● **TASKS AND EXERCISES**:
[a] In the thread about the Prowler's electrical trouble, what did the original poster find had caused the problem?
[b] Give every distinct username that posts in the thread about the Prowler's electrical trouble.
[c] From the thread about the Prowler's electrical trouble, extract everything from "## Biggbear (Aug" down to "at the battery.".

● **PASSAGE**:
□ □ □ □

# Electric help



## Full Choke (Jan 16, 2003)

2008 Arctic Cat 650 Prowler.
I used too large of a battery (10 amp) charger to charge a low battery. About two hours. When I checked on it a relay was making noise. I've replaced the relay and battery and checked the fuses in the fuse block. only thing that works is the winch. Am i missing something easy. Whats my next step? 
Besides the service appt scheduled for Sept 15th !


----------



## Biggbear (Aug 14, 2001)

Not sure why a relay was making noise with an over charged battery. Could have damaged the battery for sure, but without the ignition key on, not sure how power was getting to a relay. What was the relay for that was making noise? I'm starting to wonder if you damaged the control module some how, although again, I don't see how. I would check the condition of your battery cables, they could have gotten hot during over charge. My guess would be a contact problem, you're making contact with the winch cables to the battery, but the ones for the ATV aren't making contact. Make sure to check the condition of the cables for the full length, not just at the battery.


----------



## Downriver Tackle (Dec 24, 2004)

Looking at a wiring diagram, everything but the starter is powered through the control module.


----------



## U D (Aug 1, 2012)

You can't push amps. The battery should have only drawn what it needed. You could have boiled the battery dry? Not sure how any voltage and thus amps would get to the control module, without the ignition switch on? 
Why are we charging the battery anyway? if it's not accepting a charge on the machine it might just be a bad connection at the battery??


----------



## Full Choke (Jan 16, 2003)

Thanks for everyone's help. Was able to get it running last evening. I started following wires again last night. I simply missed connecting a wire on negative side.

□ □ □ □

● **LISTED RECORDS**:
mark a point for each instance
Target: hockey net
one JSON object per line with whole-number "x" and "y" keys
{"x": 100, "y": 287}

□ □ □ □

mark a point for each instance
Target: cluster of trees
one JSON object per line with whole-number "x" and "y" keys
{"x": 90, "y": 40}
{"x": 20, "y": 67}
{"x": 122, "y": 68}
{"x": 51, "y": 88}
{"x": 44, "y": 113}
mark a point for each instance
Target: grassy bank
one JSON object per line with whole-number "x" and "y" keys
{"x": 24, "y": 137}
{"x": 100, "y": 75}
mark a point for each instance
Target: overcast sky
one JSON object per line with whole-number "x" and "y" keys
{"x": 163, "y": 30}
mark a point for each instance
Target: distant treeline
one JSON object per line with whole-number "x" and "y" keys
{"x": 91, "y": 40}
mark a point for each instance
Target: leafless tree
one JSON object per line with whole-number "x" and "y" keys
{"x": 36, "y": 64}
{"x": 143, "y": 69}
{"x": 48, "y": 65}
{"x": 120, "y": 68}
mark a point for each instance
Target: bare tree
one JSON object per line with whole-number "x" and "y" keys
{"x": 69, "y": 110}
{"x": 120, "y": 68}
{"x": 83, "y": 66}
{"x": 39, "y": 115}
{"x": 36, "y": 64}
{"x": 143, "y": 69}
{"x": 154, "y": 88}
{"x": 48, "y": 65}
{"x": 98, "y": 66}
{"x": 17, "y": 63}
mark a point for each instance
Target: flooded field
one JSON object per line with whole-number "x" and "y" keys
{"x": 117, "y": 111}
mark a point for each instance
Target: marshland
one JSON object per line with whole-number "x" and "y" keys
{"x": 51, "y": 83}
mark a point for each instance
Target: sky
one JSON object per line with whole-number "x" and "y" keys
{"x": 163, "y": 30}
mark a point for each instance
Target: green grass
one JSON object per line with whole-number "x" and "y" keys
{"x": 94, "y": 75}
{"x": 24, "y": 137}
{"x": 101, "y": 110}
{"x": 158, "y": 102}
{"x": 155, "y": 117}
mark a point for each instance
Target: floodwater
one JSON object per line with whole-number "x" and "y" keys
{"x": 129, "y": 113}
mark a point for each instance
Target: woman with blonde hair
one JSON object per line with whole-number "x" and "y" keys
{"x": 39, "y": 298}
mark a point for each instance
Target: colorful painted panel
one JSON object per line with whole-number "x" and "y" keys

□ □ □ □

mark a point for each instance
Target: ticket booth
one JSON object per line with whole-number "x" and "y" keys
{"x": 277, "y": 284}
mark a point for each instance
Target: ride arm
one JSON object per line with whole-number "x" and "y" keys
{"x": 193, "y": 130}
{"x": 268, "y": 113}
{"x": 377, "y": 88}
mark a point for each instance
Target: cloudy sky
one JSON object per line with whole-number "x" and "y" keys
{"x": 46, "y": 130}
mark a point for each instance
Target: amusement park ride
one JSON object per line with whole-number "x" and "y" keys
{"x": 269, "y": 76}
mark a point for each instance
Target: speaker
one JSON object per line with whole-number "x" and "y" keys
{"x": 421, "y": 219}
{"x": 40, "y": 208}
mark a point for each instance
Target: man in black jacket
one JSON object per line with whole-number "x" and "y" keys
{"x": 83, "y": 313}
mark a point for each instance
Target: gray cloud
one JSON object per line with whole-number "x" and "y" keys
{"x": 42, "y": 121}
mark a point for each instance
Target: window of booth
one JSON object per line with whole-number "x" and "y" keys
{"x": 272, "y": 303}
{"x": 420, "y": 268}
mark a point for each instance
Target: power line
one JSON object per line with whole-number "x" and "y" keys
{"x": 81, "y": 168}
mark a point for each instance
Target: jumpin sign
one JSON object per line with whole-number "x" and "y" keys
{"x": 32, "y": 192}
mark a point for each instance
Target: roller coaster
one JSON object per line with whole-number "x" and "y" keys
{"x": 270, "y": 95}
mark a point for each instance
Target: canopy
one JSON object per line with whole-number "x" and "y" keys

□ □ □ □

● **RESPONSES**:
[a] A wire on the negative side had not been connected.

[b] Full Choke, Biggbear, Downriver Tackle, U D

[c]
## Biggbear (Aug 14, 2001)

Not sure why a relay was making noise with an over charged battery. Could have damaged the battery for sure, but without the ignition key on, not sure how power was getting to a relay. What was the relay for that was making noise? I'm starting to wonder if you damaged the control module some how, although again, I don't see how. I would check the condition of your battery cables, they could have gotten hot during over charge. My guess would be a contact problem, you're making contact with the winch cables to the battery, but the ones for the ATV aren't making contact. Make sure to check the condition of the cables for the full length, not just at the battery.